**Estratto dei dati**
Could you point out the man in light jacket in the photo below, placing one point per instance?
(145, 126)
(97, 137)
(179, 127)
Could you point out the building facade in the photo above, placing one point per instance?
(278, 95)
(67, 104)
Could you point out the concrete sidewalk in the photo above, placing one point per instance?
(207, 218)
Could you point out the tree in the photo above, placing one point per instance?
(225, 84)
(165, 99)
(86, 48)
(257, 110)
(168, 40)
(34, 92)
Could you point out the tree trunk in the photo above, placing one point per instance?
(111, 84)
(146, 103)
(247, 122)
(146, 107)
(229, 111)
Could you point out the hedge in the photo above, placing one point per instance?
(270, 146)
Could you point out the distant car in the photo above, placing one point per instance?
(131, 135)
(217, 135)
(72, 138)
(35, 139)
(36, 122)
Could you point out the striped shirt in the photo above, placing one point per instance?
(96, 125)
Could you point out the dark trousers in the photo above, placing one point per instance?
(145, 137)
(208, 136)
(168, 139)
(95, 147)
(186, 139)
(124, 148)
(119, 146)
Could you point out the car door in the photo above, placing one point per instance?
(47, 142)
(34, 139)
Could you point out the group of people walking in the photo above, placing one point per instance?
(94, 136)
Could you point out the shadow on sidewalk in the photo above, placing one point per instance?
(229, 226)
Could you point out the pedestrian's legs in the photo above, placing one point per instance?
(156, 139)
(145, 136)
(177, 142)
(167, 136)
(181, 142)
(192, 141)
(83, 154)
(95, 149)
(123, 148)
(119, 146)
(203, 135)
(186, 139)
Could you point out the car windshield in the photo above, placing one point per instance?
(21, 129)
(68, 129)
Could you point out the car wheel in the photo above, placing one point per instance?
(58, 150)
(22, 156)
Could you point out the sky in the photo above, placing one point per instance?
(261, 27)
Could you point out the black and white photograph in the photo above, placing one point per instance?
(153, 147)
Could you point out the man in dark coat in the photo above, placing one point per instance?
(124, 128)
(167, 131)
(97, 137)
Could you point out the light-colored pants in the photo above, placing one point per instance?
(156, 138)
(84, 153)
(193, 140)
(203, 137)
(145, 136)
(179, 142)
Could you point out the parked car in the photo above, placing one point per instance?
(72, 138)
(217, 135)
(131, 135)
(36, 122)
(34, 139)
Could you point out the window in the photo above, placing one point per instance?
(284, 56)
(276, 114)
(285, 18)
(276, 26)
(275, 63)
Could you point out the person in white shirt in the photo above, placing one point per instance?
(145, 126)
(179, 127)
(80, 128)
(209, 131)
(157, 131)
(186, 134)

==

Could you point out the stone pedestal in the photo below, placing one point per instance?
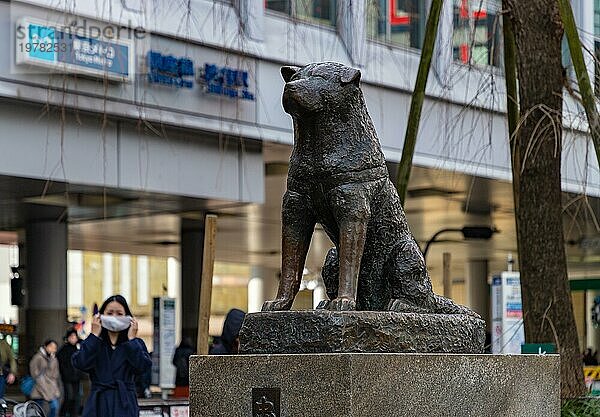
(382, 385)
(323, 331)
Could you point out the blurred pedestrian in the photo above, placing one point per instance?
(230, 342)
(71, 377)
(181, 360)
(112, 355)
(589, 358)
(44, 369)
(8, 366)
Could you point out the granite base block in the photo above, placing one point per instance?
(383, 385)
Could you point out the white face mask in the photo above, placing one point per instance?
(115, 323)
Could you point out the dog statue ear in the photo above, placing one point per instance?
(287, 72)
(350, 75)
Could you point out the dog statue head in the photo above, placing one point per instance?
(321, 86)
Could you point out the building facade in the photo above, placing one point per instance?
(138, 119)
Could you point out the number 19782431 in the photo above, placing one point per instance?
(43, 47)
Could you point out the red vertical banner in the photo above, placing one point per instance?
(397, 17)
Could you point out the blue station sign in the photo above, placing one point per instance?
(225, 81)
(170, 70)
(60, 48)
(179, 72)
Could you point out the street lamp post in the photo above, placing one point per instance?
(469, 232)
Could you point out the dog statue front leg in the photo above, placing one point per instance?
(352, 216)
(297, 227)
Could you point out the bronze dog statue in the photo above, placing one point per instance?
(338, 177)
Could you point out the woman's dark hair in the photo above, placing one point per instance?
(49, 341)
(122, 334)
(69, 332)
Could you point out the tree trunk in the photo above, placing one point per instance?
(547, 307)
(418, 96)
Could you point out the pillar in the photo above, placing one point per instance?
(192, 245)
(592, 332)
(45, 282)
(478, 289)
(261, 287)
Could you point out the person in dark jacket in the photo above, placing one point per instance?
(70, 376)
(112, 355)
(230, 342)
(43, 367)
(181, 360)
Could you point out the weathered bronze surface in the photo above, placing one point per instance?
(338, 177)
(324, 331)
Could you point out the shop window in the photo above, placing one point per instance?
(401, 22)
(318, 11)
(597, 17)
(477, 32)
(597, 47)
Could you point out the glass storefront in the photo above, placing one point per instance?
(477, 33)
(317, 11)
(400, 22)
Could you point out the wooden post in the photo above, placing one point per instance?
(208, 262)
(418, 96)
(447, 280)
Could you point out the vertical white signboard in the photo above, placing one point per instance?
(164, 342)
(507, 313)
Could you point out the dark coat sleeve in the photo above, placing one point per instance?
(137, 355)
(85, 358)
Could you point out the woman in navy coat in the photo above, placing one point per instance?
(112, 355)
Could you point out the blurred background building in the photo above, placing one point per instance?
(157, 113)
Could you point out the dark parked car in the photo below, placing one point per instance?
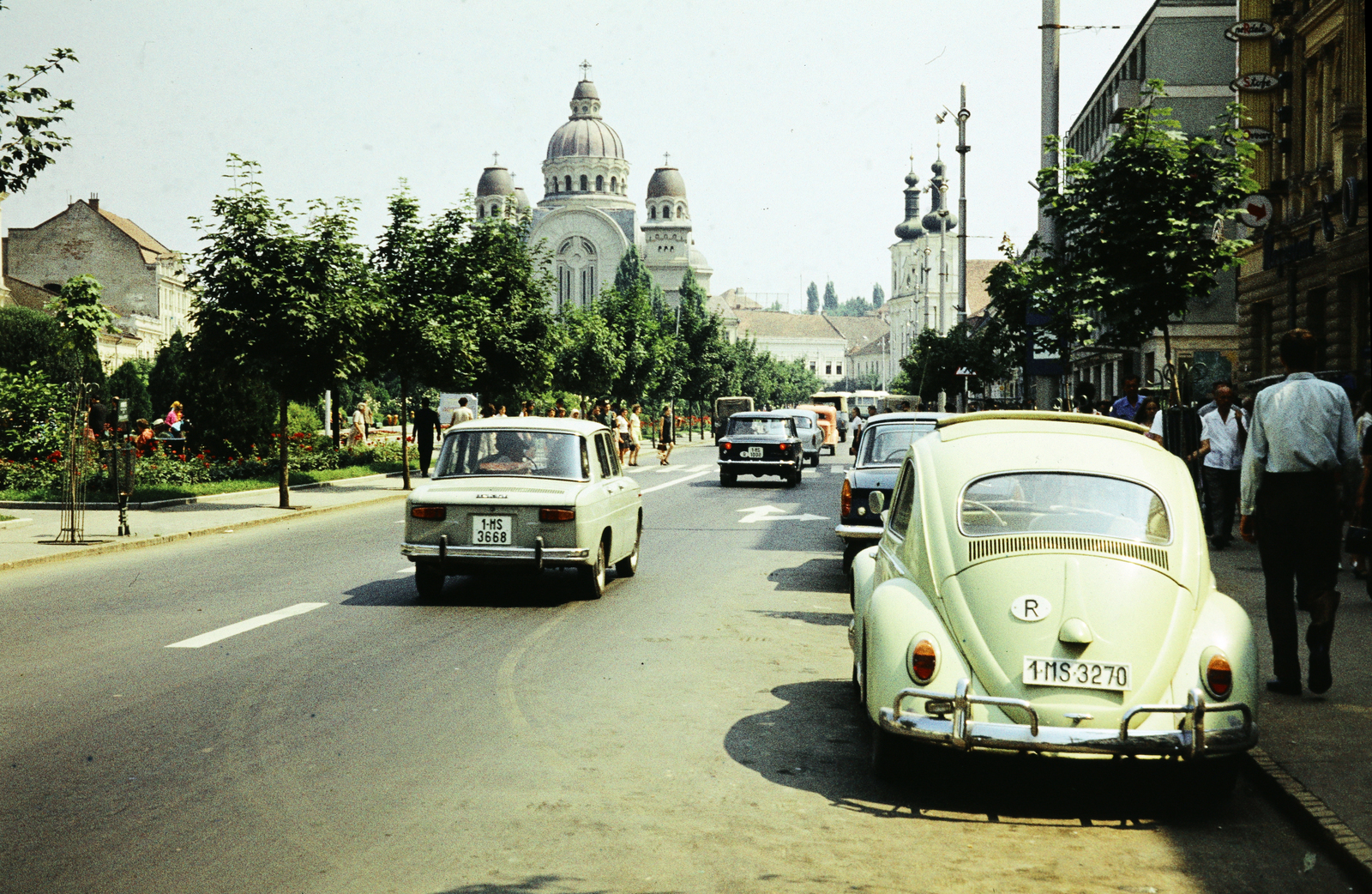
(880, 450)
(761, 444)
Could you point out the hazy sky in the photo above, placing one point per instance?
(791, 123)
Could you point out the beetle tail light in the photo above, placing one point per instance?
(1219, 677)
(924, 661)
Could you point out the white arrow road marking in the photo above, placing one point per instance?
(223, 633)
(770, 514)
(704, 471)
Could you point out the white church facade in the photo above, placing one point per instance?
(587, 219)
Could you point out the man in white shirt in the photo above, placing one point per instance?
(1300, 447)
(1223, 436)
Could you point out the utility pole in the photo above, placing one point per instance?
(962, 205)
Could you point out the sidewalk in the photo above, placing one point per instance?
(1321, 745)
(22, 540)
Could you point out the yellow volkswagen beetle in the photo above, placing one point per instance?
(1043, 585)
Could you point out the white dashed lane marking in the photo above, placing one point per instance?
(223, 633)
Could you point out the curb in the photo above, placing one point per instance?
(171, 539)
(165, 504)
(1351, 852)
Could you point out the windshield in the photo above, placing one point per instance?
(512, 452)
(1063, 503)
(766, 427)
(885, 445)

**Da svolgere**
Indica quante righe qui sopra contengono la stringa "jacket", tenendo conto di maiuscole e minuscole. Scrivi solo il numero.

**Risposta**
2